TASK DETAILS =>
The data below needs to be returned exactly, line for line.

RECORDS FOR THE EXERCISE =>
-*-
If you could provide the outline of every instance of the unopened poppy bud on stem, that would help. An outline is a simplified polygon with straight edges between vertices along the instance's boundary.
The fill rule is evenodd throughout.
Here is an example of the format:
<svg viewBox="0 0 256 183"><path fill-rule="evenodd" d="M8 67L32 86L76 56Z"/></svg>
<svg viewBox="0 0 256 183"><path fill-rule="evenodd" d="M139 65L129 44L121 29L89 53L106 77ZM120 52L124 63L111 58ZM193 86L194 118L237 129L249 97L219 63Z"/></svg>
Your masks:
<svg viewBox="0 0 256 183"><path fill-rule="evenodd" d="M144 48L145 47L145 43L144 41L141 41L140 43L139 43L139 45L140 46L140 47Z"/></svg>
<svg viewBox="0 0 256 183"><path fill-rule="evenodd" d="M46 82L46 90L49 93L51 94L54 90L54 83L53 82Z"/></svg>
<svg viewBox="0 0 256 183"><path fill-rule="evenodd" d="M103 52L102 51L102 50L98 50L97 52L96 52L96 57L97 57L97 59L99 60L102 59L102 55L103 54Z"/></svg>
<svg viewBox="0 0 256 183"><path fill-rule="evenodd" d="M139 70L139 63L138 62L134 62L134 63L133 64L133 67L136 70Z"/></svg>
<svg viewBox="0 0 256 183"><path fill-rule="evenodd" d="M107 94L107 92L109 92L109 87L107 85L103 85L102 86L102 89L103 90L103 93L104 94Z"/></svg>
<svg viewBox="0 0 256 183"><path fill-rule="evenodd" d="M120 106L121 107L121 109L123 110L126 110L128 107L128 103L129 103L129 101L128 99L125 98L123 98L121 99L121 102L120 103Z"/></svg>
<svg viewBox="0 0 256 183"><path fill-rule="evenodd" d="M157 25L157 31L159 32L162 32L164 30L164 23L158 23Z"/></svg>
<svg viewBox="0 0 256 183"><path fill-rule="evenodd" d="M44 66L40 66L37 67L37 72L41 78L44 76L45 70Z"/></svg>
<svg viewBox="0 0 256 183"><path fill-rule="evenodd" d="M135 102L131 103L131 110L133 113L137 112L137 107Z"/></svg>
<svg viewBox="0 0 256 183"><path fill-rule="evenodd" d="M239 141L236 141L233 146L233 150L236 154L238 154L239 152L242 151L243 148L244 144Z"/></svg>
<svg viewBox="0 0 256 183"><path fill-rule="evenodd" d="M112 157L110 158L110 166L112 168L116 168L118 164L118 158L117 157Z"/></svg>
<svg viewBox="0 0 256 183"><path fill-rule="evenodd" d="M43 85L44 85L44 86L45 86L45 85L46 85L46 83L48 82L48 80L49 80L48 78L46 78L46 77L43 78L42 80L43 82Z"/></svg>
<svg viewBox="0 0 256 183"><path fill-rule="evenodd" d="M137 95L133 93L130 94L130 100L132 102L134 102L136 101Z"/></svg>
-*-
SOLUTION FOR THIS TASK =>
If you could provide the outline of every instance of the unopened poppy bud on stem, that would help. An outline is a simplified polygon with straight edges between vertices along the instance's boundary.
The fill rule is evenodd throughout.
Here is an example of the format:
<svg viewBox="0 0 256 183"><path fill-rule="evenodd" d="M8 67L32 86L76 56Z"/></svg>
<svg viewBox="0 0 256 183"><path fill-rule="evenodd" d="M139 65L129 44L121 29L89 53L106 77ZM120 52L124 63L111 58ZM193 86L194 118L237 129L249 97L219 63Z"/></svg>
Your masks:
<svg viewBox="0 0 256 183"><path fill-rule="evenodd" d="M144 48L145 47L145 43L144 41L141 41L140 43L139 43L139 45L140 46L140 47Z"/></svg>
<svg viewBox="0 0 256 183"><path fill-rule="evenodd" d="M46 82L46 90L49 93L51 94L54 90L54 83L53 82Z"/></svg>
<svg viewBox="0 0 256 183"><path fill-rule="evenodd" d="M103 52L102 51L102 50L98 50L97 52L96 52L96 57L97 57L97 59L99 60L102 59L102 55L103 54Z"/></svg>
<svg viewBox="0 0 256 183"><path fill-rule="evenodd" d="M139 70L139 63L138 62L134 62L134 63L133 64L133 67L136 70Z"/></svg>
<svg viewBox="0 0 256 183"><path fill-rule="evenodd" d="M107 94L107 92L109 92L109 87L107 85L103 85L102 86L102 89L103 90L103 93L104 94Z"/></svg>
<svg viewBox="0 0 256 183"><path fill-rule="evenodd" d="M120 106L121 107L121 109L123 110L126 110L128 107L128 103L129 103L129 101L128 99L125 98L123 98L121 99L121 102L120 103Z"/></svg>
<svg viewBox="0 0 256 183"><path fill-rule="evenodd" d="M157 25L157 31L159 32L162 32L164 30L164 23L158 23Z"/></svg>
<svg viewBox="0 0 256 183"><path fill-rule="evenodd" d="M44 66L40 66L37 67L37 72L41 78L44 76L45 70Z"/></svg>
<svg viewBox="0 0 256 183"><path fill-rule="evenodd" d="M135 102L131 103L131 110L133 113L137 112L137 107Z"/></svg>
<svg viewBox="0 0 256 183"><path fill-rule="evenodd" d="M239 141L236 141L233 146L233 150L236 154L238 154L239 152L242 151L243 148L244 144Z"/></svg>
<svg viewBox="0 0 256 183"><path fill-rule="evenodd" d="M112 157L110 158L110 166L112 168L116 168L118 164L118 158L117 157Z"/></svg>
<svg viewBox="0 0 256 183"><path fill-rule="evenodd" d="M43 85L44 85L44 86L45 86L45 85L46 85L46 83L48 82L48 80L49 80L48 78L46 78L46 77L43 78L42 80L43 82Z"/></svg>
<svg viewBox="0 0 256 183"><path fill-rule="evenodd" d="M137 95L133 93L130 94L130 100L132 102L134 102L136 101Z"/></svg>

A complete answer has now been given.